TEXTE PRÉSENTÉ

= = = =

Ces sites mémoriels, qui drainent la majorité de la fréquentation de tous les sites du ministère, dépendent de sa Direction de la mémoire, de la culture et des archives (DMCA), elle-même placée sous l’autorité du Secrétariat général pour l’administration (SGA). Depuis un arrêté ministériel de 2019, il existe 10 Hauts lieux de la mémoire nationale (HLMN), dont la gestion est assurée par l’Office national des combattants et des victimes de guerre (ONaCVG), autre entité du MinArm. Parmi les 10 HLMN, 5 disposent d’un espace d’accueil et d’un centre de médiation : le Mont-Valérien (Hauts-de-Seine), la prison de Montluc (Rhône), le mémorial du Mont-Faron (Var), le camp du Struthof (Bas-Rhin) et le mémorial des martyrs de la déportation (dans l’Île de la Cité à Paris).

Aux 10 HLMN s’ajoutent 290 nécropoles, 2 170 carrés militaires dans des cimetières communaux, 47 cimetières militaires dans les territoires ultramarins et 1 000 lieux de sépultures répartis dans plus de 80 pays. Au total, pour l’entretien de ces lieux de mémoire, la DMCA a alloué près de 16 M€ en 2023 aux différents acteurs du ministère des Armées (ONaCVG pour la métropole, états-majors pour l’outre-mer et attachés de défense en ambassade à l’étranger).

Cette mission ne représente qu’une petite partie des actions de la DMCA, dotée d’un budget total d’environ 320 millions d’euros en 2024. Elle fonctionne grâce à deux sous-directions et coiffe un service à compétence nationale :

  • La sous-direction de la mémoire combattante, qui participe à la définition et à la mise en œuvre de la politique de l’État dans le domaine de la mémoire des guerres et des conflits contemporains (de 1870 à nos jours) et élabore le programme commémoratif correspondant.
  • La sous-direction des patrimoines culturels, qui élabore et met en œuvre la politique culturelle d’ensemble du ministère des Armées, couvrant les musées, les monuments historiques, les biens culturels et les bibliothèques. Elle exerce la tutelle stratégique des établissements publics du musée de l’Armée, du musée de la Marine et du musée de l’Air et de l’Espace, ainsi qu’une tutelle métier sur l’activité « archives » de l’Établissement de communication et de production audiovisuelle de la Défense (ECPAD).
  • Le Service historique de la défense (SHD), à compétence nationale, par le biais duquel la DMCA élabore et met en œuvre la politique archivistique du MinArm : avec 450 kilomètres linéaires d’archives, le SHD est le premier service d’archives au niveau national.

LA PREMIÈRE BIBLIOTHÈQUE D’HISTOIRE MILITAIRE D’EUROPE

Ce dernier abrite aussi la première bibliothèque d’Europe en matière d’histoire militaire, riche d’un million de documents répartis entre le site principal de Vincennes (Val-de-Marne) et six autres dans toute la France. Les documents conservés vont des manuscrits (le plus ancien remontant au XIIe siècle) aux livres en passant par les périodiques, atlas ou plans et la « littérature grise » (thèses, mémoires, rapports, documents règlementaires, cours…).

= = = =

DONNÉES RECUEILLIES
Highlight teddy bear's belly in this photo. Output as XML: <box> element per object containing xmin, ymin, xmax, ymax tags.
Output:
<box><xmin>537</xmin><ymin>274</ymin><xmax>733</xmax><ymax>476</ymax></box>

= = = =

CONSIGNE A
Selon le texte sur les sites mémoriels du ministère des Armées, de quel budget total la DMCA disposait-elle en 2024 ?
CONSIGNE B
Reproduisez à l'identique le passage du texte présenté qui va de « Aux 10 HLMN » jusqu'à « ambassade à l’étranger). » inclus.

SOLUTION PROPOSÉE A
D'environ 320 millions d'euros.

SOLUTION PROPOSÉE B
Aux 10 HLMN s’ajoutent 290 nécropoles, 2 170 carrés militaires dans des cimetières communaux, 47 cimetières militaires dans les territoires ultramarins et 1 000 lieux de sépultures répartis dans plus de 80 pays. Au total, pour l’entretien de ces lieux de mémoire, la DMCA a alloué près de 16 M€ en 2023 aux différents acteurs du ministère des Armées (ONaCVG pour la métropole, états-majors pour l’outre-mer et attachés de défense en ambassade à l’étranger).